__Supplied data__
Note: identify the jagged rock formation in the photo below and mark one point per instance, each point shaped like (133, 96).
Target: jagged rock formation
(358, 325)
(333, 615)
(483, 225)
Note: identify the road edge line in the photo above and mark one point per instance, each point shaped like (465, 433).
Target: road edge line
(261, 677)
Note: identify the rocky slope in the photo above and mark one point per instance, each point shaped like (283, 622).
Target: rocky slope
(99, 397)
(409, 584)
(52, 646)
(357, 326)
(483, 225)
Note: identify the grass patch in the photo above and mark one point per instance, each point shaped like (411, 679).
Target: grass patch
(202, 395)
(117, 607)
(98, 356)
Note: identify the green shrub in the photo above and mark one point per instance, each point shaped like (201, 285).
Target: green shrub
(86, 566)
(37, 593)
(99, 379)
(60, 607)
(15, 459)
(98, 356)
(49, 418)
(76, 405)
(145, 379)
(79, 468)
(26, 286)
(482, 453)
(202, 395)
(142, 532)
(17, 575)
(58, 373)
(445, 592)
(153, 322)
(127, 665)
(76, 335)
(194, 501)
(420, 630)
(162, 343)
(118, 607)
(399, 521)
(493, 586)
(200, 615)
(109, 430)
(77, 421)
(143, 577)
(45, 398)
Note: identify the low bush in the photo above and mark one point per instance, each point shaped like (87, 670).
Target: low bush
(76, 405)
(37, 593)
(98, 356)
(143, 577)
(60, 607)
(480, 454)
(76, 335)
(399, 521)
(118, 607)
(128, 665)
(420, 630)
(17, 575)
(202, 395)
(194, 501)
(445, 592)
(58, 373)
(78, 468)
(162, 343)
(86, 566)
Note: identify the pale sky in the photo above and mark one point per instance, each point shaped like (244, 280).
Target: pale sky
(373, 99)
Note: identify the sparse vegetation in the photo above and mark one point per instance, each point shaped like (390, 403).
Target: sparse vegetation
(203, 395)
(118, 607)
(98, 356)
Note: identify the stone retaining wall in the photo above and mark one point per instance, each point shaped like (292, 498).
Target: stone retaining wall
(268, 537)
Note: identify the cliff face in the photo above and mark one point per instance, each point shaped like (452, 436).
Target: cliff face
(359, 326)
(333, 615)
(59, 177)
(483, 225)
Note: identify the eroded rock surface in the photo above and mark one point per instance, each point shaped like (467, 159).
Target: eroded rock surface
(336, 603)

__Job__
Copy exactly, and only, the lines from the one containing "Note: identify the pale" through the last line of the listing.

__Exercise result__
Note: identify the pale sky in the photo above and mark one point per instance, each point shaped like (244, 280).
Target: pale sky
(373, 99)
Note: identify the sparse vegetation in the photo above and mark one point per instance, each point shaped like (390, 403).
Target: sparse vegetation
(203, 395)
(118, 607)
(98, 356)
Note: identify the stone retaining wall in the photo above and mark one point per instance, each point shaped like (292, 498).
Target: stone retaining wall
(268, 537)
Note: identify the cliff face in the photo above and mark one point per instance, each point shaped like (452, 436).
Target: cliff face
(359, 326)
(333, 615)
(59, 177)
(483, 225)
Note: identify the eroded rock surface in the photo above and mark one point per instance, each point shaped like (467, 159).
Target: eroded rock surface
(336, 603)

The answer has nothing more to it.